◆ THE TASK ◆
Where the line containing "Query: haze" appears below, begin there and reproduce each line exactly through the last one, omitting pictures.

[Natural-language object grounding data]
[Start of Attachment]

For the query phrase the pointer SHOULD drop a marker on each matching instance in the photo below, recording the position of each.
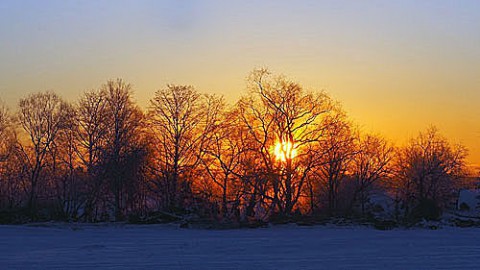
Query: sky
(398, 67)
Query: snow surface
(280, 247)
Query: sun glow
(285, 150)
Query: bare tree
(285, 122)
(336, 152)
(92, 126)
(428, 168)
(222, 158)
(181, 119)
(370, 164)
(42, 116)
(123, 153)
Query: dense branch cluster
(279, 151)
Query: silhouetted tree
(42, 116)
(336, 153)
(285, 122)
(181, 119)
(428, 168)
(370, 164)
(122, 149)
(92, 126)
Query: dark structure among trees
(279, 152)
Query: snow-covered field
(281, 247)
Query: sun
(285, 150)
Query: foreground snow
(284, 247)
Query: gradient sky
(397, 66)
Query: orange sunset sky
(396, 66)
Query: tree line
(279, 151)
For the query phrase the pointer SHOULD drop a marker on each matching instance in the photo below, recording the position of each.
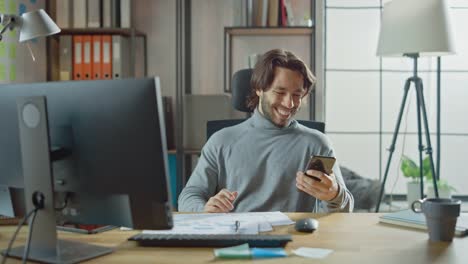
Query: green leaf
(409, 167)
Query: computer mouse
(307, 225)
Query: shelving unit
(131, 33)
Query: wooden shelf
(258, 31)
(101, 31)
(186, 151)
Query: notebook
(408, 218)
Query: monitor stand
(37, 172)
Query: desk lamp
(412, 29)
(31, 25)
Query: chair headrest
(240, 89)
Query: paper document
(225, 223)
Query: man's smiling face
(280, 102)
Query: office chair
(240, 88)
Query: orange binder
(87, 55)
(77, 57)
(106, 57)
(97, 57)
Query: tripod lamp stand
(414, 29)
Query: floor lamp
(414, 29)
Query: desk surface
(354, 238)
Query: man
(256, 165)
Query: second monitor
(108, 152)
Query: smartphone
(320, 163)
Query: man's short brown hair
(264, 72)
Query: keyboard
(179, 240)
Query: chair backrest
(240, 88)
(215, 125)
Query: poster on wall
(18, 62)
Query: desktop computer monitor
(95, 148)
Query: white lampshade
(420, 27)
(36, 24)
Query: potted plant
(411, 170)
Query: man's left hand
(325, 188)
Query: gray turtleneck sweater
(260, 160)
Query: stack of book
(272, 13)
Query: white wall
(16, 63)
(157, 19)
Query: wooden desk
(355, 238)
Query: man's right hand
(221, 202)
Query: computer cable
(31, 226)
(38, 202)
(65, 202)
(10, 244)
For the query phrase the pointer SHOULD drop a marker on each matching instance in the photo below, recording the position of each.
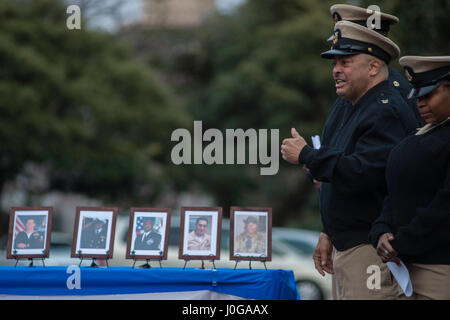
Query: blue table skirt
(50, 281)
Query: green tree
(80, 103)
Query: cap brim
(334, 52)
(421, 91)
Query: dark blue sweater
(351, 163)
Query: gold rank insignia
(336, 37)
(335, 18)
(408, 76)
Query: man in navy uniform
(94, 236)
(149, 239)
(361, 16)
(351, 164)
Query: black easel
(146, 265)
(31, 260)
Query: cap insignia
(336, 37)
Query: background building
(177, 13)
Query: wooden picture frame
(33, 244)
(155, 244)
(87, 243)
(192, 218)
(251, 233)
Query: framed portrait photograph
(29, 232)
(148, 233)
(250, 233)
(200, 232)
(93, 235)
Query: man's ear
(375, 67)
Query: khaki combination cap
(361, 16)
(351, 38)
(425, 73)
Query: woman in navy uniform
(415, 222)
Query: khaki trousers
(360, 274)
(430, 281)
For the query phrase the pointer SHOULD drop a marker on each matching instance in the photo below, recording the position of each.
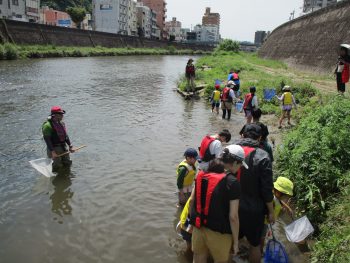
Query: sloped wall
(311, 41)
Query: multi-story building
(132, 18)
(49, 16)
(313, 5)
(173, 28)
(210, 18)
(123, 16)
(259, 38)
(106, 16)
(159, 6)
(32, 10)
(144, 20)
(13, 9)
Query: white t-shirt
(215, 148)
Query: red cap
(57, 109)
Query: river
(117, 203)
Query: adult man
(227, 98)
(214, 209)
(211, 148)
(56, 138)
(256, 190)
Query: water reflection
(62, 193)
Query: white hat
(238, 153)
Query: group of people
(228, 193)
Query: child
(250, 102)
(186, 172)
(183, 227)
(287, 104)
(215, 99)
(283, 192)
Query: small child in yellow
(186, 172)
(183, 227)
(283, 192)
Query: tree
(77, 14)
(228, 45)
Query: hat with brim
(284, 185)
(57, 110)
(238, 153)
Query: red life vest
(345, 74)
(204, 151)
(226, 95)
(190, 69)
(248, 101)
(205, 185)
(247, 151)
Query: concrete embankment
(311, 41)
(24, 33)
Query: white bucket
(43, 166)
(298, 230)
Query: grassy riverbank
(9, 51)
(254, 72)
(315, 154)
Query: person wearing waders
(288, 101)
(342, 69)
(227, 98)
(249, 104)
(56, 138)
(190, 73)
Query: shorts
(215, 103)
(287, 107)
(226, 105)
(206, 241)
(251, 226)
(248, 113)
(340, 84)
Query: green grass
(9, 51)
(254, 72)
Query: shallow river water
(117, 203)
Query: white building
(123, 16)
(132, 18)
(13, 9)
(173, 28)
(144, 20)
(313, 5)
(105, 15)
(208, 33)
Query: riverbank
(10, 51)
(313, 153)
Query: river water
(117, 203)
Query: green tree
(228, 45)
(77, 14)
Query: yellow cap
(284, 185)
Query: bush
(316, 157)
(11, 51)
(228, 45)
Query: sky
(239, 19)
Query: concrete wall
(31, 33)
(311, 41)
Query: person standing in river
(56, 138)
(190, 76)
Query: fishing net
(269, 94)
(43, 166)
(299, 230)
(275, 252)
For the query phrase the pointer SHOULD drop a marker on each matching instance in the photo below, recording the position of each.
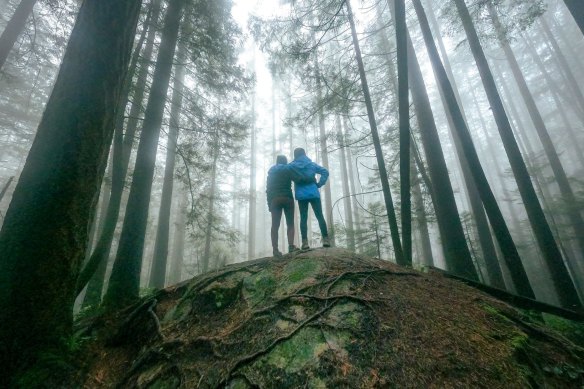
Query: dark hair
(299, 152)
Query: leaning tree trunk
(456, 253)
(124, 283)
(158, 271)
(95, 268)
(574, 212)
(576, 8)
(14, 28)
(491, 207)
(44, 236)
(397, 247)
(401, 33)
(539, 224)
(494, 272)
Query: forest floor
(324, 318)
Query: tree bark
(14, 28)
(158, 271)
(456, 252)
(44, 236)
(397, 247)
(560, 274)
(345, 183)
(95, 269)
(124, 283)
(404, 129)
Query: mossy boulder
(328, 319)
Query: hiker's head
(299, 152)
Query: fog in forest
(253, 80)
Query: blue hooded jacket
(305, 167)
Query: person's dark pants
(317, 209)
(278, 205)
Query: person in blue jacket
(308, 193)
(280, 199)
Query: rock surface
(325, 318)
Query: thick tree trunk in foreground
(562, 281)
(535, 213)
(397, 247)
(44, 236)
(456, 252)
(404, 129)
(158, 271)
(576, 8)
(124, 283)
(14, 28)
(122, 148)
(483, 231)
(491, 207)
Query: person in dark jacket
(280, 198)
(308, 193)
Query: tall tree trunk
(158, 271)
(14, 28)
(122, 148)
(178, 244)
(404, 129)
(210, 214)
(43, 239)
(483, 231)
(124, 283)
(576, 8)
(535, 213)
(574, 212)
(345, 183)
(355, 202)
(328, 206)
(456, 253)
(489, 202)
(252, 182)
(376, 142)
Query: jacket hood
(302, 161)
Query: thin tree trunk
(574, 212)
(178, 245)
(252, 183)
(120, 159)
(158, 271)
(324, 154)
(393, 226)
(345, 184)
(124, 283)
(404, 129)
(210, 215)
(44, 236)
(14, 28)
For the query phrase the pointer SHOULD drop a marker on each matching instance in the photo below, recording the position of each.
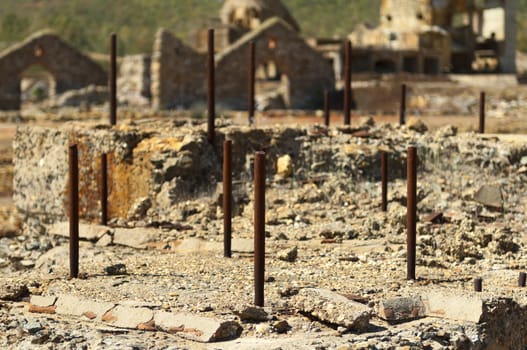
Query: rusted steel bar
(251, 82)
(411, 209)
(74, 210)
(211, 92)
(384, 180)
(347, 84)
(104, 189)
(482, 112)
(521, 279)
(113, 79)
(402, 111)
(227, 197)
(326, 108)
(478, 284)
(259, 228)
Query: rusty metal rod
(478, 284)
(259, 228)
(411, 211)
(384, 180)
(104, 189)
(521, 279)
(347, 84)
(326, 108)
(227, 197)
(251, 82)
(482, 112)
(113, 79)
(211, 92)
(74, 210)
(402, 111)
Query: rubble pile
(335, 265)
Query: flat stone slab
(401, 309)
(333, 308)
(454, 306)
(88, 232)
(489, 195)
(74, 306)
(197, 328)
(135, 237)
(128, 317)
(119, 316)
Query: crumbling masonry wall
(178, 73)
(308, 73)
(70, 68)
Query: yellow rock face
(284, 166)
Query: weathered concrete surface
(128, 317)
(75, 306)
(333, 308)
(401, 309)
(88, 232)
(70, 69)
(134, 237)
(154, 168)
(198, 328)
(137, 315)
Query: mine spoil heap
(335, 273)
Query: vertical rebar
(347, 84)
(482, 112)
(384, 180)
(113, 79)
(211, 92)
(251, 82)
(402, 111)
(74, 210)
(227, 198)
(259, 228)
(326, 108)
(104, 189)
(411, 209)
(521, 279)
(478, 284)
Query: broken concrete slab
(89, 232)
(454, 305)
(401, 309)
(332, 308)
(128, 317)
(252, 313)
(42, 304)
(74, 306)
(135, 237)
(197, 328)
(489, 195)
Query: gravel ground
(344, 243)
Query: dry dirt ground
(344, 243)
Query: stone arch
(69, 68)
(385, 66)
(308, 73)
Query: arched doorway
(385, 66)
(36, 84)
(272, 88)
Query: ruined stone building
(435, 36)
(289, 74)
(69, 69)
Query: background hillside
(87, 23)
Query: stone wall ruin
(69, 68)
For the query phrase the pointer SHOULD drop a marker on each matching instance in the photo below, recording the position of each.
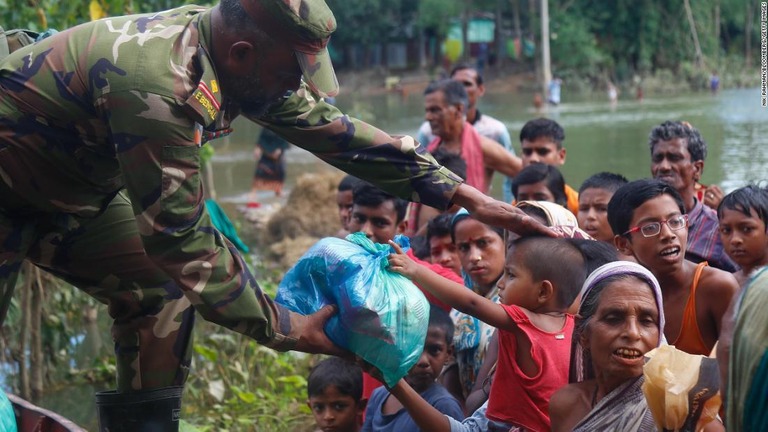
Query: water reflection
(599, 136)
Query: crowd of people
(544, 304)
(552, 333)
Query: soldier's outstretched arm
(159, 157)
(398, 165)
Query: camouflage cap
(306, 25)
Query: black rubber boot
(142, 411)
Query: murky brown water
(599, 137)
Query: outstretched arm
(493, 212)
(398, 165)
(451, 293)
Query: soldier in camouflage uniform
(100, 131)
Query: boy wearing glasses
(541, 141)
(651, 223)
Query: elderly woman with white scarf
(621, 318)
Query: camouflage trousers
(104, 257)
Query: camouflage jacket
(126, 102)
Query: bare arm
(497, 158)
(451, 293)
(497, 213)
(481, 389)
(718, 293)
(423, 414)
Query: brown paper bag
(682, 390)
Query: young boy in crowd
(386, 413)
(380, 216)
(743, 216)
(541, 140)
(650, 223)
(594, 195)
(442, 251)
(344, 202)
(335, 390)
(534, 329)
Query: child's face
(442, 251)
(744, 238)
(663, 253)
(344, 203)
(481, 251)
(593, 213)
(378, 223)
(516, 286)
(436, 353)
(535, 192)
(335, 411)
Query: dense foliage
(589, 38)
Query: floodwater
(599, 136)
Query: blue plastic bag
(382, 317)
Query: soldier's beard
(251, 97)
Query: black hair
(452, 161)
(632, 195)
(595, 253)
(460, 217)
(439, 226)
(368, 195)
(465, 66)
(440, 319)
(744, 200)
(670, 130)
(535, 173)
(420, 247)
(453, 90)
(238, 21)
(346, 376)
(556, 260)
(604, 180)
(348, 183)
(543, 128)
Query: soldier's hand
(493, 212)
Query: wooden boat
(32, 418)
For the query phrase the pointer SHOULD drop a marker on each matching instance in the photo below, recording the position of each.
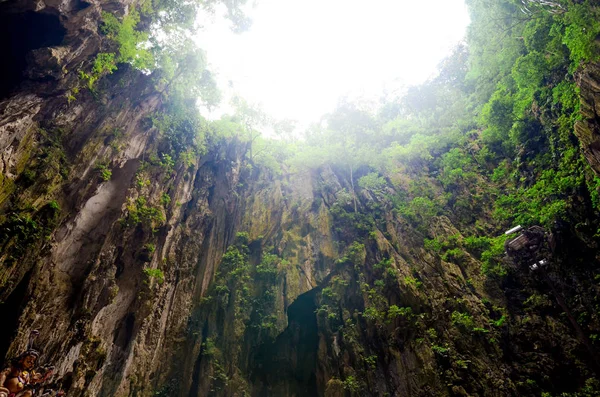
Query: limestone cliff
(217, 277)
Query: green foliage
(464, 320)
(139, 212)
(155, 274)
(165, 200)
(129, 40)
(105, 172)
(411, 281)
(352, 384)
(373, 182)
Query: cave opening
(19, 34)
(290, 362)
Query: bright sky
(301, 56)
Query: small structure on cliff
(20, 379)
(531, 248)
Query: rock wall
(216, 277)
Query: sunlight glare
(300, 56)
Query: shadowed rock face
(23, 35)
(75, 269)
(588, 129)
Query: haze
(300, 57)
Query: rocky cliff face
(216, 277)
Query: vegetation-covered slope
(162, 254)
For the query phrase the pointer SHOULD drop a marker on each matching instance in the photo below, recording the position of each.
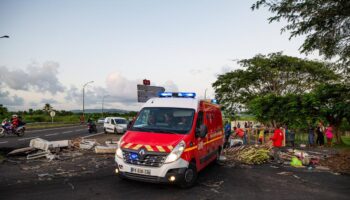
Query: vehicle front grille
(149, 159)
(141, 177)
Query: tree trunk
(338, 135)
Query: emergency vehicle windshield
(164, 120)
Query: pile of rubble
(40, 148)
(311, 159)
(248, 154)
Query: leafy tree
(334, 104)
(275, 74)
(47, 108)
(326, 24)
(3, 111)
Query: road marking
(26, 138)
(52, 134)
(48, 129)
(93, 135)
(67, 132)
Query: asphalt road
(215, 182)
(51, 134)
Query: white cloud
(38, 78)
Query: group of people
(321, 132)
(15, 121)
(282, 136)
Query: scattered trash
(297, 177)
(296, 162)
(285, 173)
(45, 145)
(87, 144)
(40, 154)
(25, 150)
(248, 154)
(105, 149)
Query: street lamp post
(103, 99)
(84, 98)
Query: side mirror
(202, 131)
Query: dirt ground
(70, 162)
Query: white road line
(93, 135)
(27, 138)
(67, 132)
(51, 134)
(49, 129)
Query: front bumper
(157, 174)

[End of Attachment]

◆ ANSWER SPACE ◆
Query: haze
(300, 57)
Query: rocky cliff face
(216, 277)
Query: vegetation-covered slope
(162, 254)
For the query phrase the pointer SHOULD drop a marker on each matching instance in the photo below, recording the position of each.
Query: vehicle front grille
(149, 159)
(141, 177)
Query: tree trunk
(338, 135)
Query: emergency vehicle windshield
(164, 120)
Query: pile of rubble
(40, 148)
(311, 159)
(248, 154)
Query: leafy tree
(334, 104)
(275, 74)
(47, 108)
(326, 24)
(3, 111)
Query: road marking
(26, 138)
(52, 134)
(48, 129)
(93, 135)
(67, 132)
Query: asphalt road
(215, 182)
(51, 134)
Query: white cloud
(38, 78)
Query: group of people
(321, 132)
(15, 121)
(282, 136)
Query: scattered trash
(297, 177)
(296, 162)
(285, 173)
(45, 145)
(87, 144)
(40, 154)
(25, 150)
(248, 154)
(105, 149)
Query: street lamp post
(103, 99)
(84, 98)
Query: side mirror
(202, 131)
Query: dirt ground
(70, 162)
Query: white road line
(93, 135)
(27, 138)
(67, 132)
(51, 134)
(49, 129)
Query: front bumper
(157, 174)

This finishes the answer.